%%

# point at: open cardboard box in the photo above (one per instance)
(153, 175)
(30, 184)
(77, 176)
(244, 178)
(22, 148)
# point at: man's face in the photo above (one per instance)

%%

→ Your objective
Format the lines above as a JSON list of strings, one string per line, and leave out any blank lines.

→ Answer to the task
[
  "# point at: open cardboard box in the photo above (one per instance)",
  "(153, 175)",
  "(30, 184)",
  "(77, 176)",
  "(244, 178)",
  "(22, 148)",
  "# point at: man's face in the photo above (one per instance)"
]